▶ _REQUIREMENT A_: According to the book party announcement, what drink will be served at the event?
▶ _REQUIREMENT B_: Rewrite the part of the book party announcement that starts at the words "Year of Living Constitutionally Book" and stops after "in actual practice.", replacing "tricorn hat" with "three-cornered hat".

▶ _TEXT SEGMENT_:
· · · ·

On Tuesday, we’ll be celebrating the launch of A.J. Jacobs’ new book The Year of Living Constitutionally with a candlelit salon like ye olden days. We’ll be dressing up in Revolutionary War and Regency-era gear (costumes encouraged but not required). Each guest will receive a gift bag of party favors, which include a pocket-sized Constitution, a goose quill pen carved by Jacobs and ink pot. We’ll be serving Martha Washington’s Rum Punch, Jacobs’ son is going to bake Colonial-era desserts, and there will be a live music performance of a surprisingly modern Mozart quartet written about the same time as the Constitution. (Outfit Tip: Revolutionary War accessories and outfits are easy to find on Amazon and good enough for us, although you’ll learn from A.J., they are not respected on the re-enactment battlefields).
Year of Living Constitutionally Book Party
Jacobs, a New York Times bestselling author and journalist, will don his tricorn hat, Patriot coat and musket. Michelle Young, Untapped New York’s founder will fulfill her dream of wearing a Regency dress, and Justin Rivers,  Untapped New York’s Chief Experience Officer, will have on a tricorn hat, jabot and cuffs. The three will be in conversation about The Year of Living Constitutionally, a book that explores with great humor, humility, and perceptiveness what it means to follow the Constitution literally and what consequences this has in actual practice.

· · · ·

▶ _DATA SHOWN_:
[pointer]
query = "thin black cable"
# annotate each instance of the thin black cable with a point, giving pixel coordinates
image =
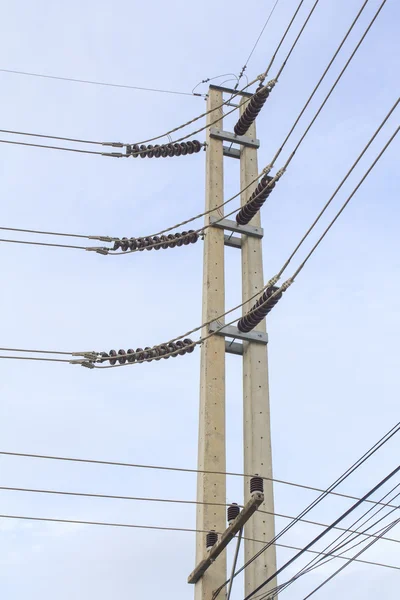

· · · ·

▶ _WRITTEN RESPONSE A_: Martha Washington's Rum Punch.

▶ _WRITTEN RESPONSE B_:
Year of Living Constitutionally Book Party
Jacobs, a New York Times bestselling author and journalist, will don his three-cornered hat, Patriot coat and musket. Michelle Young, Untapped New York’s founder will fulfill her dream of wearing a Regency dress, and Justin Rivers,  Untapped New York’s Chief Experience Officer, will have on a three-cornered hat, jabot and cuffs. The three will be in conversation about The Year of Living Constitutionally, a book that explores with great humor, humility, and perceptiveness what it means to follow the Constitution literally and what consequences this has in actual practice.